Work order »
Can you give the part of the material that opens with the line containing "</instance>" and closes with the line containing "700L624 759L646 768L609" as a Markdown table with columns Row and Text, leaving out blank lines?

Data section »
━━━

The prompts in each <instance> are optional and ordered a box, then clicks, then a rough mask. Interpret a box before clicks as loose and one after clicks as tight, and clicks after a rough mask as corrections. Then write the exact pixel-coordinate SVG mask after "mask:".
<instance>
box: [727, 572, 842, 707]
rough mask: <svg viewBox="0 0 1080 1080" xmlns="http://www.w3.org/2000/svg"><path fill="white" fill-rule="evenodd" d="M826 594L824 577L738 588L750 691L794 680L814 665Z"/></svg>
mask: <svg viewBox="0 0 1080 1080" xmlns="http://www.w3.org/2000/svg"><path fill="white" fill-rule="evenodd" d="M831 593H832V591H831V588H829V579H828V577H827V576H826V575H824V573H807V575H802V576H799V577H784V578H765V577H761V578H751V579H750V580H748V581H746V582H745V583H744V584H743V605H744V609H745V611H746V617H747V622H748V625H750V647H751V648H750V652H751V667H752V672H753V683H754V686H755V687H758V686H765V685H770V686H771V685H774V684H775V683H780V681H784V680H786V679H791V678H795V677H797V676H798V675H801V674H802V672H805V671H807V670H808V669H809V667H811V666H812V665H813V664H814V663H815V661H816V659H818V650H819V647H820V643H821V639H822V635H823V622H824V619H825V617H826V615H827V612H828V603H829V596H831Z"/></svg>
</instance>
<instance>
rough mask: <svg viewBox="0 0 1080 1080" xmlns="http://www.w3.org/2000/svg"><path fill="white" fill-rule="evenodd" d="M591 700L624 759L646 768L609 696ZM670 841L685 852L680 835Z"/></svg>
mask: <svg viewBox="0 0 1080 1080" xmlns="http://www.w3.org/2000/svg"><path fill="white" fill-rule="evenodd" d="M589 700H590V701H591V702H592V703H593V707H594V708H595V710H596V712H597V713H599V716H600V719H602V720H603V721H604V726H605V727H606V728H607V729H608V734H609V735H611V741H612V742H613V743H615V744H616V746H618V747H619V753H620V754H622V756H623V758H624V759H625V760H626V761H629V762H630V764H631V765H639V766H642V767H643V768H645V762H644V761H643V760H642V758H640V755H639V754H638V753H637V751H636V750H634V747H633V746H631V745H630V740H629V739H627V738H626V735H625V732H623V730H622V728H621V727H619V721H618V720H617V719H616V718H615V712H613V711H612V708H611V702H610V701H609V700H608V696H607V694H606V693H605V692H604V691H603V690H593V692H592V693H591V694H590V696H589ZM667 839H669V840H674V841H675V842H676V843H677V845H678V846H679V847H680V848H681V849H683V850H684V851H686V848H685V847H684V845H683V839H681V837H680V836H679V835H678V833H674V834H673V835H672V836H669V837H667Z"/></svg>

━━━

Solution to the exercise »
| Row | Text |
|---|---|
| 1 | </instance> |
| 2 | <instance> |
| 3 | rough mask: <svg viewBox="0 0 1080 1080" xmlns="http://www.w3.org/2000/svg"><path fill="white" fill-rule="evenodd" d="M591 700L624 759L646 768L609 696ZM670 841L685 852L680 835Z"/></svg> |